> [AIM OF THE EXERCISE] Report every line in the rows below that contains the string "trunk", copying each such line in full.

> [RECORD LIST]
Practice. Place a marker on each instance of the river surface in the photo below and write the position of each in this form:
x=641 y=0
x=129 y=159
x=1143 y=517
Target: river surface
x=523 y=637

...

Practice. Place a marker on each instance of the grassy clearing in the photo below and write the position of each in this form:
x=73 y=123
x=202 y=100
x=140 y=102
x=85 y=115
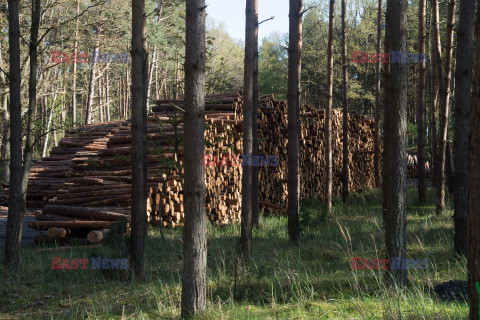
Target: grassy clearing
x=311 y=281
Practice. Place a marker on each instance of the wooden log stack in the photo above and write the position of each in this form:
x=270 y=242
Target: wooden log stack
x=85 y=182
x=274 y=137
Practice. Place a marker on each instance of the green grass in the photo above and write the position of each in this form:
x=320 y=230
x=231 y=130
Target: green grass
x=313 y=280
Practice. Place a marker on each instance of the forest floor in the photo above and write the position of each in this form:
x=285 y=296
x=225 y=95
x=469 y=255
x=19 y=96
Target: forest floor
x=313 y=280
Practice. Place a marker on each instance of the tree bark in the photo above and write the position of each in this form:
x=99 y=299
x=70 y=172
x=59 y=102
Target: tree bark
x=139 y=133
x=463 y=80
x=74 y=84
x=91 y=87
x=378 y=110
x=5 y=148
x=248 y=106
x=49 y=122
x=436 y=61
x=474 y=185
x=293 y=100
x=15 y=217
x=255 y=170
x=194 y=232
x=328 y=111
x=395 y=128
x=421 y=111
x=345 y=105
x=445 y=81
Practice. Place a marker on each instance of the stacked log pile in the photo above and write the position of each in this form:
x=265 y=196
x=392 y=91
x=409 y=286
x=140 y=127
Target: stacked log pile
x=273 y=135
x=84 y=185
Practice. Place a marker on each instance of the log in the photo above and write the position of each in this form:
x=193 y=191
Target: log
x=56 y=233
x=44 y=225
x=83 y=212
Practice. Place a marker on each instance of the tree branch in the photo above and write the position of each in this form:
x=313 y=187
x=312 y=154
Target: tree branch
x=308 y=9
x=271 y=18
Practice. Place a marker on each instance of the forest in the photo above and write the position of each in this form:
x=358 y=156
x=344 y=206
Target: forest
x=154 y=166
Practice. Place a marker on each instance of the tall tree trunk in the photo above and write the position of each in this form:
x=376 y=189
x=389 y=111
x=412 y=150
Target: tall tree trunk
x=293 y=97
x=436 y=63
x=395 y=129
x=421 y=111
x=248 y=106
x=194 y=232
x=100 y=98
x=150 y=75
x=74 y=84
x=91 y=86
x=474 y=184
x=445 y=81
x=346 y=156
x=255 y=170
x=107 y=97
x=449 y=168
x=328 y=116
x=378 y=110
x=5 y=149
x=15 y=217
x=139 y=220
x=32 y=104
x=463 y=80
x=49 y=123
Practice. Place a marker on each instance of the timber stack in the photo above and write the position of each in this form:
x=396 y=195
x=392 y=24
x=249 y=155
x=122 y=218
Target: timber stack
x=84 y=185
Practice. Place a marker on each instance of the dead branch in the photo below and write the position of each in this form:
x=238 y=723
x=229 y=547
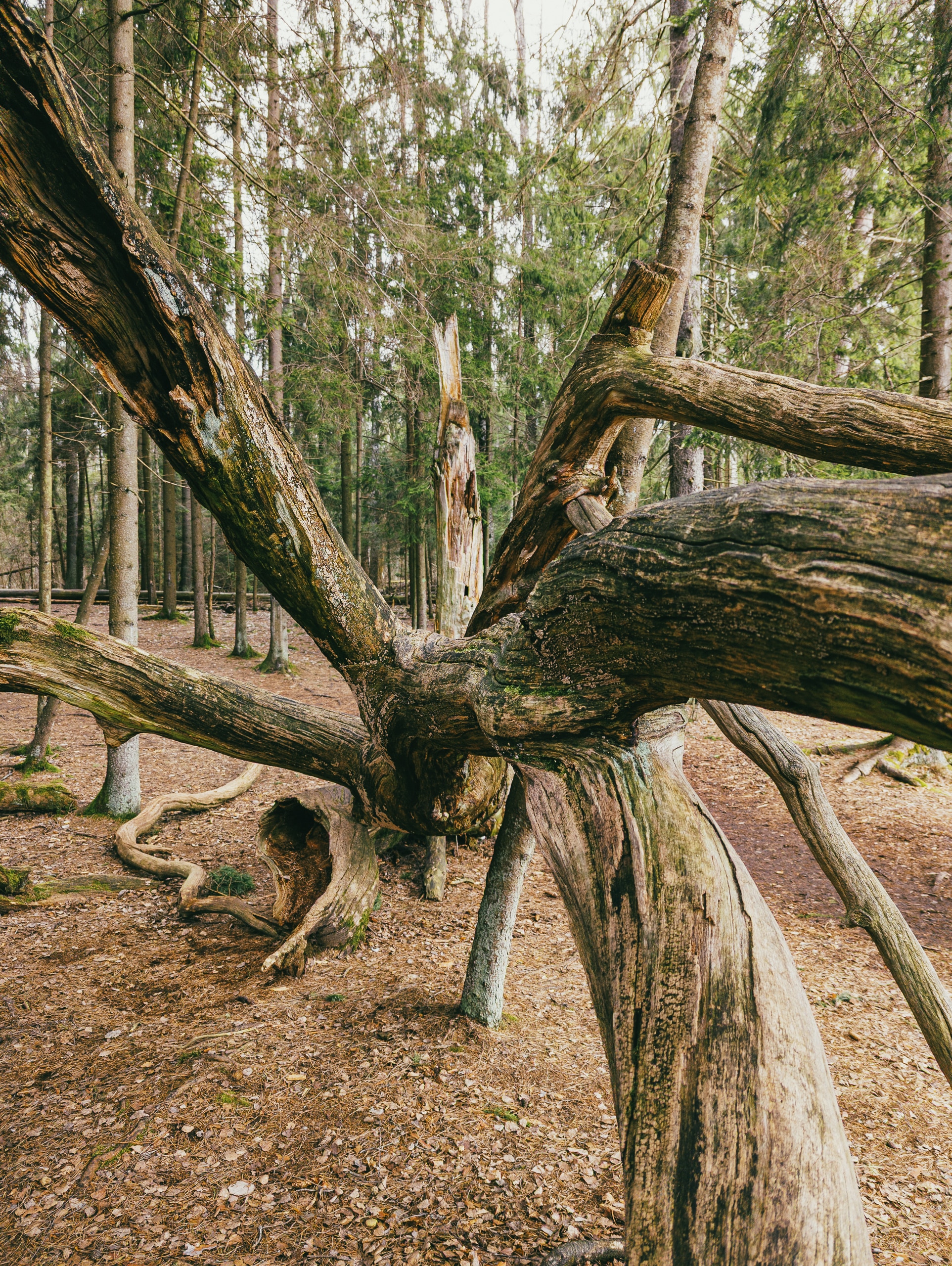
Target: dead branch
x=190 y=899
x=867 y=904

> [THE ANSWER]
Practice. Place a marker on each instance of the tall tree trunk in the photo above and write the position of each in this form:
Target: tall tree trunk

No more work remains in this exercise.